STATED EXERCISE
Reproduce the listing below with each "target" changed to "query" and nothing else altered. Leave the pictures out.

Dataset rows showing where objects appear
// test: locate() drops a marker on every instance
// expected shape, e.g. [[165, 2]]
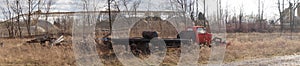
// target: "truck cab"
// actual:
[[199, 33]]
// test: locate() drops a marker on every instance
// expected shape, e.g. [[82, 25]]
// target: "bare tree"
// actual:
[[7, 12], [48, 5], [32, 4], [17, 10], [280, 10], [241, 18]]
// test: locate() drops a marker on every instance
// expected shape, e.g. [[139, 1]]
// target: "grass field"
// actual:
[[244, 46]]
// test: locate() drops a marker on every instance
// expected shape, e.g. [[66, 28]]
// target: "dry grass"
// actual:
[[244, 46], [261, 45]]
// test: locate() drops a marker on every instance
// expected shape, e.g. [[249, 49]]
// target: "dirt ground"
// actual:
[[244, 46]]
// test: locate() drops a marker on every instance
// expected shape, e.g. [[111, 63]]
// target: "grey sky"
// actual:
[[248, 6]]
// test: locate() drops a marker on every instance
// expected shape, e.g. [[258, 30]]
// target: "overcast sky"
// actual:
[[248, 6]]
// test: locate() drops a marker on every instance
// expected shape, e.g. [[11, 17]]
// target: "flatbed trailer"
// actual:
[[170, 42]]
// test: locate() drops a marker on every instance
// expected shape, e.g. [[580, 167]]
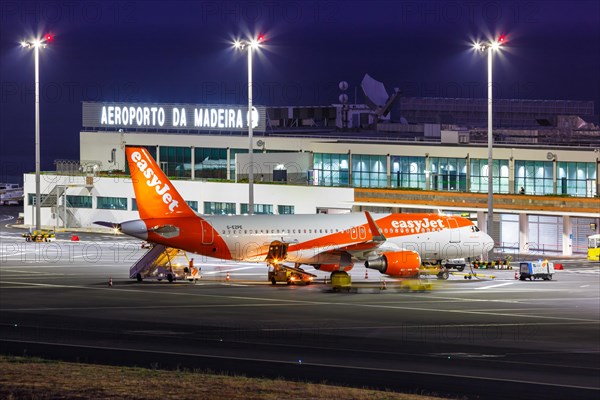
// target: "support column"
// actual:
[[388, 170], [468, 177], [481, 221], [228, 169], [511, 175], [523, 233], [193, 162], [427, 173], [567, 236], [349, 168], [554, 170]]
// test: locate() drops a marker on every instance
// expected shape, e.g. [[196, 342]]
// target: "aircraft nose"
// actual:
[[488, 242]]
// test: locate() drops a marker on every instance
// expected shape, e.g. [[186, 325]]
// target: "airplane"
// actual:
[[393, 244]]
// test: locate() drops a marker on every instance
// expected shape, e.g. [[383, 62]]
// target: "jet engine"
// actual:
[[332, 267], [397, 263]]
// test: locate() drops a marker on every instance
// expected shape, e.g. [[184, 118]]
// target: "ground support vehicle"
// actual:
[[594, 247], [39, 236], [161, 262], [289, 275], [536, 270], [458, 263], [340, 280]]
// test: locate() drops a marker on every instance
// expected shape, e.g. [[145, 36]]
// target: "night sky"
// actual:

RESPONSE TO THIS EXERCISE
// test: locate() drops a marker on every instance
// expected shape, e.g. [[165, 2]]
// query: "truck cab"
// actual:
[[199, 33]]
// test: locate() drops a marker on every instance
// expected shape, e.g. [[82, 25]]
// query: "bare tree"
// actual:
[[7, 12], [48, 5], [32, 4], [17, 10], [280, 10], [241, 18]]
// test: locate() drops a marker on every instance
// expected shape, e.g. [[139, 1]]
// query: "grass field"
// actual:
[[244, 46]]
// test: locate() drops a marker on every instance
// expected shape, e.g. [[66, 28]]
// query: "dry grass"
// actual:
[[244, 46], [261, 45]]
// test: locate() drops a marker on every instance
// expected shape, e.g. [[249, 49]]
// query: "dirt ground"
// actual:
[[244, 46]]
// test: locate() drops a marker on every instance
// expected shape, e.g. [[111, 63]]
// query: "grey sky"
// actual:
[[248, 6]]
// test: locate() drops a marker on every instance
// expected shape, e.g. [[258, 30]]
// query: "overcast sky"
// actual:
[[248, 6]]
// test: locate() drops a marker on every instance
// expected shape, e.g. [[11, 17]]
// query: "flatbed trailer"
// actual:
[[170, 42]]
// test: locate() drops a marker on every instance
// expected shape, e.g. [[580, 167]]
// query: "support column"
// actual:
[[388, 170], [468, 177], [481, 221], [228, 169], [511, 175], [523, 233], [193, 162], [427, 173], [567, 236], [349, 168], [554, 170]]
// test: locate() drops a marker on every instance
// expected shape, e.g. [[196, 342]]
// query: "aircraft nose"
// actual:
[[488, 242]]
// test: locate() drops a marker on every instance
// expected shape, e.g. [[186, 325]]
// query: "airplane"
// actual:
[[393, 244]]
// test: locate() drops a marker on every instance
// expected shape, e.g. [[383, 62]]
// query: "jet engine"
// actual:
[[332, 267], [397, 263]]
// test: locate() drops a marker on every instance
// expected shape, e.g. [[184, 118]]
// query: "ground support vehicle"
// actual:
[[594, 247], [39, 236], [161, 262], [289, 275], [536, 270], [458, 263], [340, 280]]
// test: locate() drops a marker on every instance
// expected shape, e.g. [[145, 36]]
// query: "night sky"
// actual:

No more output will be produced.